Collected data:
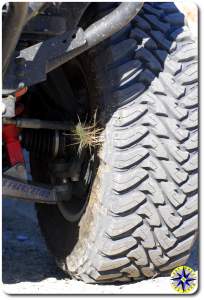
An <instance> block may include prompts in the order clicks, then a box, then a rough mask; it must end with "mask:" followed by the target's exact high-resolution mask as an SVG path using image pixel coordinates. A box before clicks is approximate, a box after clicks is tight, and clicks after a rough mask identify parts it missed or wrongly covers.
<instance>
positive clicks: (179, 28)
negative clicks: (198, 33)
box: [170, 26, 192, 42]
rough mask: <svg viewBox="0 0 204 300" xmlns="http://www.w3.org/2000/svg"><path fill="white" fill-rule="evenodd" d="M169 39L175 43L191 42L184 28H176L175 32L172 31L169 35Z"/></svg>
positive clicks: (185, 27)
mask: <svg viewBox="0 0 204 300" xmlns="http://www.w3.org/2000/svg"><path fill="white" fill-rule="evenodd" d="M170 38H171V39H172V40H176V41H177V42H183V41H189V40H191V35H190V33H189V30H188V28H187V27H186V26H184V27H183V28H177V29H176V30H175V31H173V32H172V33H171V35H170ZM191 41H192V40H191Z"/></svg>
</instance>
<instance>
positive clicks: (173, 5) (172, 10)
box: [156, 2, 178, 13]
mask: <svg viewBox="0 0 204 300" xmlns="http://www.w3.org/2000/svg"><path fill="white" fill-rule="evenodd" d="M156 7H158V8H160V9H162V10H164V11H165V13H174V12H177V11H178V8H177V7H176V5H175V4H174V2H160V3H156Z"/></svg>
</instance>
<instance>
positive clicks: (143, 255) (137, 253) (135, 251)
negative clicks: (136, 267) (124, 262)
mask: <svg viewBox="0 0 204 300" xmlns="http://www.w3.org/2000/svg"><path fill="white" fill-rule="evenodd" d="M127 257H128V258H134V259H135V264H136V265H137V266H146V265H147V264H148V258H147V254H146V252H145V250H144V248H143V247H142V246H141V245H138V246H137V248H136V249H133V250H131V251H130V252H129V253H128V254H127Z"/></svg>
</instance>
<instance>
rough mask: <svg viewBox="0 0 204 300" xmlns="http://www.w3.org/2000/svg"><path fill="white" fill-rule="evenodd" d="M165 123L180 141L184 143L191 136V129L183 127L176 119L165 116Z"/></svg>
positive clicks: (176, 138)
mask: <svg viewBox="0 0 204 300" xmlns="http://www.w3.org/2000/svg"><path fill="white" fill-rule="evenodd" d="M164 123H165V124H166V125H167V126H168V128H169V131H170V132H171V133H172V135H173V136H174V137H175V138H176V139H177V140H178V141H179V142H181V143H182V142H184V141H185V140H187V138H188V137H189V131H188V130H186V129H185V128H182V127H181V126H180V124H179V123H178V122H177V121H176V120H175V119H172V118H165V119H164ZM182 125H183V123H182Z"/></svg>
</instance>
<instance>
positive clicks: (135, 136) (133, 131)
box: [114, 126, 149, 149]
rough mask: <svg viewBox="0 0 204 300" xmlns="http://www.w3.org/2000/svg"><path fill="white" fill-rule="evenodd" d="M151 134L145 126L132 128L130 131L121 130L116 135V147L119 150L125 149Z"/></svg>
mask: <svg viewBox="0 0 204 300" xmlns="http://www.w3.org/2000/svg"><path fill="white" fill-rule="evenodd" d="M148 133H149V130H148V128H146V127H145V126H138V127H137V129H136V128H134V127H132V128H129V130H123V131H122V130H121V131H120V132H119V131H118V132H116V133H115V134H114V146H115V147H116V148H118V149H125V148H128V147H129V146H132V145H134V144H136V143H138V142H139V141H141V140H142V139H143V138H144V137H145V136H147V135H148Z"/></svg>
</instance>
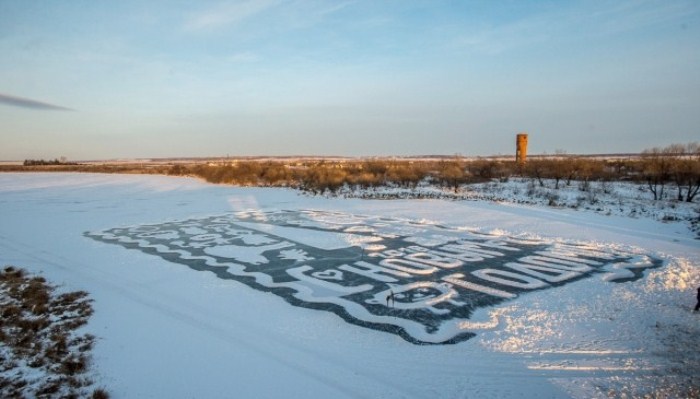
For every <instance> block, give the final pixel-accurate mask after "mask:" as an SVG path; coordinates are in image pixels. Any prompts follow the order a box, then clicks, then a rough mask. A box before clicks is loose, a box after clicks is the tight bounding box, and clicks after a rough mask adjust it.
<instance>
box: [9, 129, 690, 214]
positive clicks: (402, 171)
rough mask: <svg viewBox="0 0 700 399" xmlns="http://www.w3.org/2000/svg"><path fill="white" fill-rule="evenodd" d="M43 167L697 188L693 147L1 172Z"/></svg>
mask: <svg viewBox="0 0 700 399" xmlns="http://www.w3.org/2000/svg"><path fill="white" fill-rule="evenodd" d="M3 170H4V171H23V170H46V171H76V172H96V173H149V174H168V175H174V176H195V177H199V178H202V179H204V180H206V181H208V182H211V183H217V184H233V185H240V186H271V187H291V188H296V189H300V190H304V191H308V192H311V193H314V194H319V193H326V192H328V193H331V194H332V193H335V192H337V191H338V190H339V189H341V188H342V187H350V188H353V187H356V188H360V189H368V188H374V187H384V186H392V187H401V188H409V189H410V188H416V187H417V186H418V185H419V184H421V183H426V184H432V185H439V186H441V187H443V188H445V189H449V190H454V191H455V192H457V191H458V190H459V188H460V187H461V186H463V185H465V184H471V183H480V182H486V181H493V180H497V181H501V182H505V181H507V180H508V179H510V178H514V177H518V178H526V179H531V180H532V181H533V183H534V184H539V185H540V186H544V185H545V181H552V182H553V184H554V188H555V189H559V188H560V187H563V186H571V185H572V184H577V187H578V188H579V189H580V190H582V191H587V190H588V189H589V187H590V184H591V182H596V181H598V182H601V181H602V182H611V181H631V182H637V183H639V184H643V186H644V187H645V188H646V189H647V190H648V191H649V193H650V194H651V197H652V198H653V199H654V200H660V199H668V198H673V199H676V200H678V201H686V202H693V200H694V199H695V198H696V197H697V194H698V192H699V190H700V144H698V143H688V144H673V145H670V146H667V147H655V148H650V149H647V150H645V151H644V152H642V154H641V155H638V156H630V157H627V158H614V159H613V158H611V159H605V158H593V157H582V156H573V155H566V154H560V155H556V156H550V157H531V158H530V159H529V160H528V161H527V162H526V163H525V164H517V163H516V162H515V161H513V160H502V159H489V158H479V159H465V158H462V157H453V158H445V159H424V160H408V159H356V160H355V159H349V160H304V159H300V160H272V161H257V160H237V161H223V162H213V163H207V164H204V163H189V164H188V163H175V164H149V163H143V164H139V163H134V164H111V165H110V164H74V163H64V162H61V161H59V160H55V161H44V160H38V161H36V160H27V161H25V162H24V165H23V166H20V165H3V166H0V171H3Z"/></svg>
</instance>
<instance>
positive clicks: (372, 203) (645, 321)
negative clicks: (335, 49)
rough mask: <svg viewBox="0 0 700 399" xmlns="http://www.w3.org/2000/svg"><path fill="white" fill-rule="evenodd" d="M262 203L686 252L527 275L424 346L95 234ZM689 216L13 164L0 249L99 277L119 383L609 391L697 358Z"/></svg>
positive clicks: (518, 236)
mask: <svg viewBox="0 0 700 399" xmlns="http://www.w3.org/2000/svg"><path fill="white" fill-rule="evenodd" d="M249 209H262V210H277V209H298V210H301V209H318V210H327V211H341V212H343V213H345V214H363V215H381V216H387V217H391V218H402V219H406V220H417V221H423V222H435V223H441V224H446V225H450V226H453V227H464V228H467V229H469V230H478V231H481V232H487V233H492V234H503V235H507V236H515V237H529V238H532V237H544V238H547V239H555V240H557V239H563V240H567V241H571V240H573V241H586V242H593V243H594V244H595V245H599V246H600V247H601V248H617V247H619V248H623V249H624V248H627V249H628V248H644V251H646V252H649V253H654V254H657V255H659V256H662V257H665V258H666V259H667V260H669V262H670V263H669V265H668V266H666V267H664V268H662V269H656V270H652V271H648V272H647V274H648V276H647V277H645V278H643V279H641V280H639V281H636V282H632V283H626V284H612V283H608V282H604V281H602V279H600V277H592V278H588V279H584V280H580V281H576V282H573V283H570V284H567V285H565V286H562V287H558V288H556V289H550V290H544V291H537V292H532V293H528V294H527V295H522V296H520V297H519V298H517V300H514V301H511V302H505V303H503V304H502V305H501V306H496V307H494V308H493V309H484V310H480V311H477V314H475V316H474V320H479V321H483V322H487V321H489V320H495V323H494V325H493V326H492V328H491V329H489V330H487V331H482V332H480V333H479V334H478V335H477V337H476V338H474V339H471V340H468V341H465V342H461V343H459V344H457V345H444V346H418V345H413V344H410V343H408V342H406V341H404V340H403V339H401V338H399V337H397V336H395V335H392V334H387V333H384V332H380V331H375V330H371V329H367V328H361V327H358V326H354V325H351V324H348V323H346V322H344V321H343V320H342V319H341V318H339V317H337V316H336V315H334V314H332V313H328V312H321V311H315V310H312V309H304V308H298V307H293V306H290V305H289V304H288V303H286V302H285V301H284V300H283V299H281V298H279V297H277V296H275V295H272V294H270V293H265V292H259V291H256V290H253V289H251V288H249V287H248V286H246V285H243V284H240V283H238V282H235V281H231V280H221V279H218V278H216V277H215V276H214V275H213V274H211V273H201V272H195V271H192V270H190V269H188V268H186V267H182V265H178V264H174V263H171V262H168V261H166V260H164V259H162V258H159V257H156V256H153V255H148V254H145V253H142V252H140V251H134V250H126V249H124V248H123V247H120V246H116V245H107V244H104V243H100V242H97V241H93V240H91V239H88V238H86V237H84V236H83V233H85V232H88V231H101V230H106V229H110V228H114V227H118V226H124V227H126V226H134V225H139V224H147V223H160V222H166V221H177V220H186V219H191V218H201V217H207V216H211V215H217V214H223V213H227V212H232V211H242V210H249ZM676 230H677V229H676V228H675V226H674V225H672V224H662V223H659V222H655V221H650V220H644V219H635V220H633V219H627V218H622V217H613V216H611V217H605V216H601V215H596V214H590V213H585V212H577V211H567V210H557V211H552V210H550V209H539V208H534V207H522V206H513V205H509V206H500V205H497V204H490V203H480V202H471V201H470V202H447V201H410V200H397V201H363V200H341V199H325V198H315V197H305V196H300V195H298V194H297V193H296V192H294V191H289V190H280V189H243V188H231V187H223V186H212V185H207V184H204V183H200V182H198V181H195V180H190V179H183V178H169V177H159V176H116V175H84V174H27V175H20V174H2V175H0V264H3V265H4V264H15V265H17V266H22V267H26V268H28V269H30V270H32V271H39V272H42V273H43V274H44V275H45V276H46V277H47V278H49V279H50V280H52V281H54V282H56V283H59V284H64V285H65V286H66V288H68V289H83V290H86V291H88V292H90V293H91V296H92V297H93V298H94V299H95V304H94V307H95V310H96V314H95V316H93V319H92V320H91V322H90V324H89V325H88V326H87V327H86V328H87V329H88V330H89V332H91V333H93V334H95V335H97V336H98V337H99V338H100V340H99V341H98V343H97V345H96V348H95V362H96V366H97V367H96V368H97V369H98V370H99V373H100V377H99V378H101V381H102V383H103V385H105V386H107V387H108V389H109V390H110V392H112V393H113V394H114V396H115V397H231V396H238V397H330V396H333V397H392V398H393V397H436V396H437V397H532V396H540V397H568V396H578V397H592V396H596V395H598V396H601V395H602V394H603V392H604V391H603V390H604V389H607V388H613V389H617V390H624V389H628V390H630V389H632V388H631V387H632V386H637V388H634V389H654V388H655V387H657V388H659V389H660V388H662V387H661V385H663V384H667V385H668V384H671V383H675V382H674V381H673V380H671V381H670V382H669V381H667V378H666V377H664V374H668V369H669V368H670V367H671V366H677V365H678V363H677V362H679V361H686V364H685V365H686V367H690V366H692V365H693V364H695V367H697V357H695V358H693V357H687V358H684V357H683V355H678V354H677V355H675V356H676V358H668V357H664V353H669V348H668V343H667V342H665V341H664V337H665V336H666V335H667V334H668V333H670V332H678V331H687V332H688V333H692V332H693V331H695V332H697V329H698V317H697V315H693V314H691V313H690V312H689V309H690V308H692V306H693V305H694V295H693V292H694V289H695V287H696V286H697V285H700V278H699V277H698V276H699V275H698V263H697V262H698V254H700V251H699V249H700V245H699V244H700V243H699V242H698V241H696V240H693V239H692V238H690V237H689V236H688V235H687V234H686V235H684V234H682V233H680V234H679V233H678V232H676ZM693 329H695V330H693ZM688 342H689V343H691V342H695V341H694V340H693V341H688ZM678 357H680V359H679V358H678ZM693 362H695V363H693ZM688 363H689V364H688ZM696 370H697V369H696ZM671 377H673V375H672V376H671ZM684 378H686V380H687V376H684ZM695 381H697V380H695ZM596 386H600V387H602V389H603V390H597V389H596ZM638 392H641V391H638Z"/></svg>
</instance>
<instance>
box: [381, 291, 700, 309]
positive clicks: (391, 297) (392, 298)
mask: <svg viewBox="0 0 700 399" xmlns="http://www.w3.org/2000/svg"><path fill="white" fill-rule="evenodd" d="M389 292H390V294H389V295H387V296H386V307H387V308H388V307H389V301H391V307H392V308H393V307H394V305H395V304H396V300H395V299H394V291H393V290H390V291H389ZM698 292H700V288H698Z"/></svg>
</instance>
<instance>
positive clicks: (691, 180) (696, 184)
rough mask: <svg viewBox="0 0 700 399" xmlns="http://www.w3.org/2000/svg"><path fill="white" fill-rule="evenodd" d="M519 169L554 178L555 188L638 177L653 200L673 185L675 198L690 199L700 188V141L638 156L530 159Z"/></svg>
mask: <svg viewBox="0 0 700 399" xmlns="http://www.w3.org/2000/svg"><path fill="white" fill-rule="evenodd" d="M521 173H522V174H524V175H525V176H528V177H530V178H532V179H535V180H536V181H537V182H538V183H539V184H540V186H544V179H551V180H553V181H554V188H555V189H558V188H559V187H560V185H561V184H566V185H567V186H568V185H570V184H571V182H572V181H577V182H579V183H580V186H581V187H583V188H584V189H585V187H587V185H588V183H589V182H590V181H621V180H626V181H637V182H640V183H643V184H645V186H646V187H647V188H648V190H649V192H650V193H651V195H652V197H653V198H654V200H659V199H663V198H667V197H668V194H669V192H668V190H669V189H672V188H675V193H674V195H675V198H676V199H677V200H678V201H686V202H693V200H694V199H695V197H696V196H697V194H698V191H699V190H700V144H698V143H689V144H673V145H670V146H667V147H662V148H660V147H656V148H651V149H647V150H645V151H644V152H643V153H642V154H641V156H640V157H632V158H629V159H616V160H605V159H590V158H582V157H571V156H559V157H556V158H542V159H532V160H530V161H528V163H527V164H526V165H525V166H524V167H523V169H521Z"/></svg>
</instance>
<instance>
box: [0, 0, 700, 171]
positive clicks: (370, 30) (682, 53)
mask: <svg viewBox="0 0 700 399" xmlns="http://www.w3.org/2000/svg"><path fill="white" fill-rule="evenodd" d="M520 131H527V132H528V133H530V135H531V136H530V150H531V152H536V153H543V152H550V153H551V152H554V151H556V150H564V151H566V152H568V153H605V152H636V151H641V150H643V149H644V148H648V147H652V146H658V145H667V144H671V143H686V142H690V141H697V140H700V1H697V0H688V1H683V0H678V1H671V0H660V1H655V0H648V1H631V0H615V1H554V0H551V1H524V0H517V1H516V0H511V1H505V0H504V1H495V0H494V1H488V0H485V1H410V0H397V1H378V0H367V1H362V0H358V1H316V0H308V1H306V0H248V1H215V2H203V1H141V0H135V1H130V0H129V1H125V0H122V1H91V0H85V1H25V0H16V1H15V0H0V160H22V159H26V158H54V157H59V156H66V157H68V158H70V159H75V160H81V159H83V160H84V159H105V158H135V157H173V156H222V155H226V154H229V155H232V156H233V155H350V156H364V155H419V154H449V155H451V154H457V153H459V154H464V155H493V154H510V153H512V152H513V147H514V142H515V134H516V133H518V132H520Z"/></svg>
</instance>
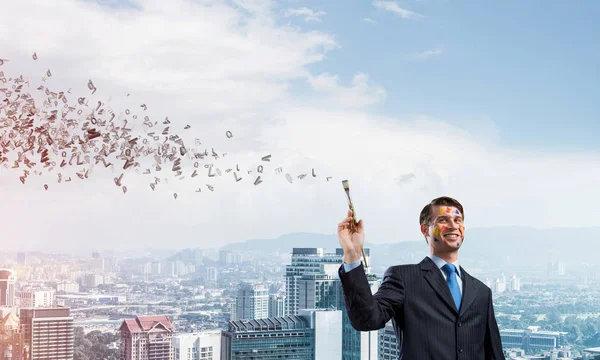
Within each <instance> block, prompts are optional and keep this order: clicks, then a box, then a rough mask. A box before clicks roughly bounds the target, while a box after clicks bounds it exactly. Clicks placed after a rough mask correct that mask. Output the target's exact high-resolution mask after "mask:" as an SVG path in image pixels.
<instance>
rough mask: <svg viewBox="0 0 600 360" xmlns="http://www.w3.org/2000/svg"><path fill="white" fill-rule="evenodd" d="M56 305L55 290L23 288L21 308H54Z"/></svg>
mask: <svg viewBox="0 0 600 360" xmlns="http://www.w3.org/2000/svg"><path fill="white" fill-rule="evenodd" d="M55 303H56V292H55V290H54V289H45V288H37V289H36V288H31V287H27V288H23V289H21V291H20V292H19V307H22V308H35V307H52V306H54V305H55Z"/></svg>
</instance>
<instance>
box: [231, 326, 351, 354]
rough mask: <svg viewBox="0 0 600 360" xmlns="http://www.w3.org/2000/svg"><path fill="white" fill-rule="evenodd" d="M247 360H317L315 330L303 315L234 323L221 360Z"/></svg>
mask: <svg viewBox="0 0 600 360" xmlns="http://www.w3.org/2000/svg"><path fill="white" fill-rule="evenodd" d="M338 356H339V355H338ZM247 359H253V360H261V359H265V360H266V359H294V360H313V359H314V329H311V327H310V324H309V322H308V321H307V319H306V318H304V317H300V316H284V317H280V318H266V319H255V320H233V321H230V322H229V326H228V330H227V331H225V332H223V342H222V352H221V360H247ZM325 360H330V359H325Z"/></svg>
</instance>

## To do
Extract every line of the material that contains the word "negative".

## Completed task
negative clicks: (198, 33)
negative clicks: (136, 267) (124, 262)
negative clicks: (335, 49)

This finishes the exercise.